→ THE TASK
From the line with "of the lamp" through the line with "the wooden table", repeat the entries verbatim, both end lines included, and add nothing.

→ DATA
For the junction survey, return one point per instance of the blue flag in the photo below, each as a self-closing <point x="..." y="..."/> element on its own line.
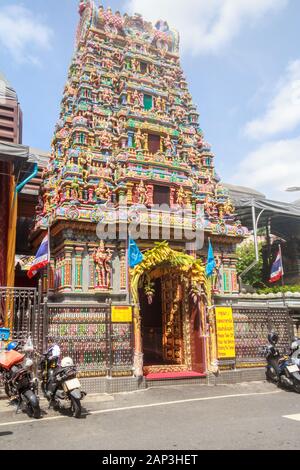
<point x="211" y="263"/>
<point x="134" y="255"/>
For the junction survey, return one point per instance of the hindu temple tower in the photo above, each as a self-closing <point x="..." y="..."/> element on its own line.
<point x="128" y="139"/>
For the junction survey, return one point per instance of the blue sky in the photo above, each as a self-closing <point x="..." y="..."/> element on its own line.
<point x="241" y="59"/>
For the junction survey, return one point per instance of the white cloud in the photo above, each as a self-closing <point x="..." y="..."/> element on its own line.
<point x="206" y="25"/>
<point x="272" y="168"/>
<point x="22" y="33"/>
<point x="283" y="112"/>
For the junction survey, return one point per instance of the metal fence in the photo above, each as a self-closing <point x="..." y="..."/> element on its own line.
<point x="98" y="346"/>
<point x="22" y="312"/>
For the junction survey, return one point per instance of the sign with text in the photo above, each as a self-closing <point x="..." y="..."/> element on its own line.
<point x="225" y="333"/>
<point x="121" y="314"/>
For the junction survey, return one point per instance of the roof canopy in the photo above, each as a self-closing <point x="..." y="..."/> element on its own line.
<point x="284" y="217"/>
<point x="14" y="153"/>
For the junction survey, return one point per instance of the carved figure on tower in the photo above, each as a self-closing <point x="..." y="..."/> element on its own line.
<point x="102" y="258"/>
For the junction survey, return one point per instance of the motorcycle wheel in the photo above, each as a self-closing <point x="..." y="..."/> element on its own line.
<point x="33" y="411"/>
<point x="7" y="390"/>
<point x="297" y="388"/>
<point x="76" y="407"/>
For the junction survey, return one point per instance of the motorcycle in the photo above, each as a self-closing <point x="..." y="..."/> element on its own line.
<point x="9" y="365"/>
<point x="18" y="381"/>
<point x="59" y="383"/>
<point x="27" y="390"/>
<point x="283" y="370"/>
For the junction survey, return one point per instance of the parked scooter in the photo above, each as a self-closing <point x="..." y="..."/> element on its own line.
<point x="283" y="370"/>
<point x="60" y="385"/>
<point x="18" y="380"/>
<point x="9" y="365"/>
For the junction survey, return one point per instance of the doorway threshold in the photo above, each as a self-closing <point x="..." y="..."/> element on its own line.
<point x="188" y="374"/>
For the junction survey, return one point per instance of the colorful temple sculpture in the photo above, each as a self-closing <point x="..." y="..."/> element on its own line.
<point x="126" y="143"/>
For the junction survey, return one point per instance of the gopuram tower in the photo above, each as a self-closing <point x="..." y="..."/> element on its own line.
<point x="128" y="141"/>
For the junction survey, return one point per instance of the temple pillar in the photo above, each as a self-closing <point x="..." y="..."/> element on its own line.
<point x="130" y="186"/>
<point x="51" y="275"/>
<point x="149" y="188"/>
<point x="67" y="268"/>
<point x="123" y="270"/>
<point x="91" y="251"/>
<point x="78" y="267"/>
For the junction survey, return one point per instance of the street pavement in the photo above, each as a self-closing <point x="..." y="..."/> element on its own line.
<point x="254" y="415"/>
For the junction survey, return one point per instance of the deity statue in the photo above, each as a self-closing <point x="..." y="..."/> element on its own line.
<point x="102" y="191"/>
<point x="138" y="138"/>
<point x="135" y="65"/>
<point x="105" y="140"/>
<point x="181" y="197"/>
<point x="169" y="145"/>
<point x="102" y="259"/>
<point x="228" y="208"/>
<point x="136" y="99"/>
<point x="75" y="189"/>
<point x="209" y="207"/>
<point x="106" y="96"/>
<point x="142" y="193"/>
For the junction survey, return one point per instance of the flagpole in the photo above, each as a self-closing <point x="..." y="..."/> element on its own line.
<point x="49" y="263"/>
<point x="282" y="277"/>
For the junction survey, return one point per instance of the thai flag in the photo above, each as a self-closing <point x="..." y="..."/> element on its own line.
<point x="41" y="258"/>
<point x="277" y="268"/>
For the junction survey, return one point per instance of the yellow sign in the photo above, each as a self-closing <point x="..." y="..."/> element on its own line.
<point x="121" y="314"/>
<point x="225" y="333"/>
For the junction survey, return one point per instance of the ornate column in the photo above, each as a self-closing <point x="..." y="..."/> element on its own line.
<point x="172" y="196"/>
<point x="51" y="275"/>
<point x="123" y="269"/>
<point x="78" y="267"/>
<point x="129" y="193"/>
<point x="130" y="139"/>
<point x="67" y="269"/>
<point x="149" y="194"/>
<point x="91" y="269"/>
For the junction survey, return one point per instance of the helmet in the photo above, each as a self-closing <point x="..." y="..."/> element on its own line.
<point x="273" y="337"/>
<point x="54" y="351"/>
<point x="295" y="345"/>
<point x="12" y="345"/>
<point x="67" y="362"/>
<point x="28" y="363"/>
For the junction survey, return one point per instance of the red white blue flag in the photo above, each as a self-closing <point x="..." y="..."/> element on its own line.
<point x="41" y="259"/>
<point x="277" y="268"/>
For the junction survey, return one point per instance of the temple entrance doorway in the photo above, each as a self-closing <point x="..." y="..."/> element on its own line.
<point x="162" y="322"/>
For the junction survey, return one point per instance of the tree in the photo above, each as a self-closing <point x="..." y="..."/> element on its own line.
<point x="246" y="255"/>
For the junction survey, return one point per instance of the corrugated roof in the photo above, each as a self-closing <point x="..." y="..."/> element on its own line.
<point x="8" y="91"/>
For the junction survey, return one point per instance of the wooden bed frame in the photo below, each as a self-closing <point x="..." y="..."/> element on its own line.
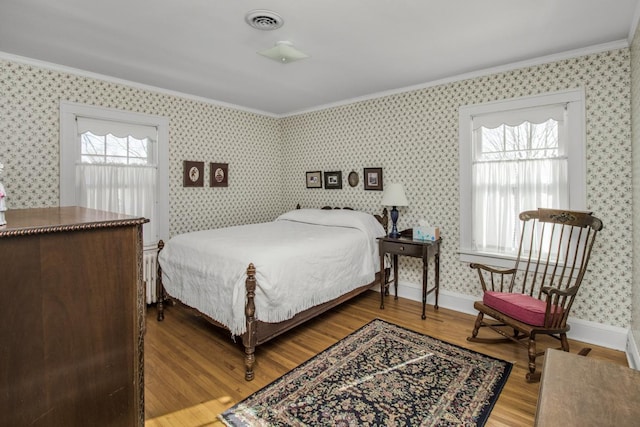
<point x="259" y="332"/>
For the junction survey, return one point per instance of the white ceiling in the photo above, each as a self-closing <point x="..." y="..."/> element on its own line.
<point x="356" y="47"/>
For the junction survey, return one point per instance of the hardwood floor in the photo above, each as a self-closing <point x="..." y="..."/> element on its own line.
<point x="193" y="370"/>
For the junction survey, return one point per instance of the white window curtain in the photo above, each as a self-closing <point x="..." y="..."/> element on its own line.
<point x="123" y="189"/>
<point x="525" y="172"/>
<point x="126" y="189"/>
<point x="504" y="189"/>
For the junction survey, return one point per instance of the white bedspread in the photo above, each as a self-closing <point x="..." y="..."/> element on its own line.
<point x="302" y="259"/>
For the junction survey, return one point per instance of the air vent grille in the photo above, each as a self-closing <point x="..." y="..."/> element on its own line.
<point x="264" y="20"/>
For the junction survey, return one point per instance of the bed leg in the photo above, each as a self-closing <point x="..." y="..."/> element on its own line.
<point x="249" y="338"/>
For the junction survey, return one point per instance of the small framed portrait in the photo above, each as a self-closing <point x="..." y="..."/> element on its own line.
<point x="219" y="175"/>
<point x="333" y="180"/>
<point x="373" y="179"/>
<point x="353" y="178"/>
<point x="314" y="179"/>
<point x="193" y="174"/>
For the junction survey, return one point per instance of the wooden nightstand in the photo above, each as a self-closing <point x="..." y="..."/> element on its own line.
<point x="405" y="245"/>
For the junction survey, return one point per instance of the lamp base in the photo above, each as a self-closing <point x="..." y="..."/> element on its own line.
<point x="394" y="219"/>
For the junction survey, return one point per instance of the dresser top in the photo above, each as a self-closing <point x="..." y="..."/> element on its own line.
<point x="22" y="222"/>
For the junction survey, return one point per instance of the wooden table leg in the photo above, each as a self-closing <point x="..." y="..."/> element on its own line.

==

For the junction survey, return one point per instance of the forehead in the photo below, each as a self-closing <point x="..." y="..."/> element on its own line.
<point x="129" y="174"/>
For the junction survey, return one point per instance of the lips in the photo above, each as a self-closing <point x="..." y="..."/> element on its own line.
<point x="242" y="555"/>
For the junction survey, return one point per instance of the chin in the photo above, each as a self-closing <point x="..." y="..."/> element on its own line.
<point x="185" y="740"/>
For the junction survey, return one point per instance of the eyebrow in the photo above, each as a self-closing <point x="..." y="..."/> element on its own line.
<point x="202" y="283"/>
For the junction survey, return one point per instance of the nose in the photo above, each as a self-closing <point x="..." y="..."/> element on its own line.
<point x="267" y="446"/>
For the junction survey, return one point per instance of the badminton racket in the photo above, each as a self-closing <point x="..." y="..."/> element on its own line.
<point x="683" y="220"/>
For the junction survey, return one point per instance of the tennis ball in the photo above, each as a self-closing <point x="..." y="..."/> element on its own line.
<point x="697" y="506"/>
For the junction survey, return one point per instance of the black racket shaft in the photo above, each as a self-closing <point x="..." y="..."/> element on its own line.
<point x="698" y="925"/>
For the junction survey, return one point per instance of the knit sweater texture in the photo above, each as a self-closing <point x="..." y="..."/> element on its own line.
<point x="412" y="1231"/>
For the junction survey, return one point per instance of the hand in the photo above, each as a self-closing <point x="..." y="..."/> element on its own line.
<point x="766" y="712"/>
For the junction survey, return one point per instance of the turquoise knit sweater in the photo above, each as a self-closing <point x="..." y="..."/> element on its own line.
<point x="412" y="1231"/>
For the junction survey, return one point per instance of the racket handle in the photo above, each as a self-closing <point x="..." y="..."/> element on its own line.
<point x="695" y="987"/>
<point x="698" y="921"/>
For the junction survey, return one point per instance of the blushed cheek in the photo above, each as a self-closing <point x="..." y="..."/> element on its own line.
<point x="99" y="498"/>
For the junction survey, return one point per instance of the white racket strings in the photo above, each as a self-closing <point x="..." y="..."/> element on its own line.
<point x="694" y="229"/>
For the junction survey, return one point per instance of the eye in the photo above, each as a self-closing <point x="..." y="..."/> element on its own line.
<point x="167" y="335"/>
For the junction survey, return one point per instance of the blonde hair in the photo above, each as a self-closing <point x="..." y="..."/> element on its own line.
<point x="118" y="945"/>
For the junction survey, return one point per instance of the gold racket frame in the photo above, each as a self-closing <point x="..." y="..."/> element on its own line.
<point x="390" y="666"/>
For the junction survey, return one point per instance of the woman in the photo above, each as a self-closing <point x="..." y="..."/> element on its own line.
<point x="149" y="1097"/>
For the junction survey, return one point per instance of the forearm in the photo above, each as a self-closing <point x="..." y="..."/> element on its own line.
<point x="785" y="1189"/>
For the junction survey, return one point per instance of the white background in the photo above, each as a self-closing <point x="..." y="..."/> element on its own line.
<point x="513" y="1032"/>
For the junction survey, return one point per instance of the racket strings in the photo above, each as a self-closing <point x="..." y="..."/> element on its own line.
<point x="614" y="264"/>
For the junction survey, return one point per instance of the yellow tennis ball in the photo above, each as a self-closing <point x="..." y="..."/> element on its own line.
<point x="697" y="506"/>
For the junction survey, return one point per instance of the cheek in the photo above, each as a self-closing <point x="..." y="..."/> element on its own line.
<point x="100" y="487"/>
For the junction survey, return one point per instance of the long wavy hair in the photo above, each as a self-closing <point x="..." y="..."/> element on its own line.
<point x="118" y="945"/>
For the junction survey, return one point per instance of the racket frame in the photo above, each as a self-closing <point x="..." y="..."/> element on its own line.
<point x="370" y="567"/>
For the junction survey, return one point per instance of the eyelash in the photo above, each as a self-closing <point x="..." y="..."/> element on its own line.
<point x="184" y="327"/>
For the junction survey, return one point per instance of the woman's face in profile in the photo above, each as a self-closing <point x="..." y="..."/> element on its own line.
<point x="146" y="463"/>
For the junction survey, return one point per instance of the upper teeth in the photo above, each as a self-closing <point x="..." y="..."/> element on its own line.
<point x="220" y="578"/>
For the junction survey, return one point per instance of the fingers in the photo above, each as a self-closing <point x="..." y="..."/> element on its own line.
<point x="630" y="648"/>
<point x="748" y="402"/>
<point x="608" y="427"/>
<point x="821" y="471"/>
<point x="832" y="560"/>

→ REPLY
For the junction survey, return one point per instance of the lamp base in the photo above, each as a self-closing <point x="..." y="..."/> element on its own line.
<point x="394" y="219"/>
For the junction survey, return one point per instance of the dresser top in the photo above, each as a self-closing <point x="..." y="..."/> element on its own line.
<point x="22" y="222"/>
For the junction survey, return one point per instance of the wooden table leg in the photo above, each as a self-closing <point x="..." y="..."/> element on its own line.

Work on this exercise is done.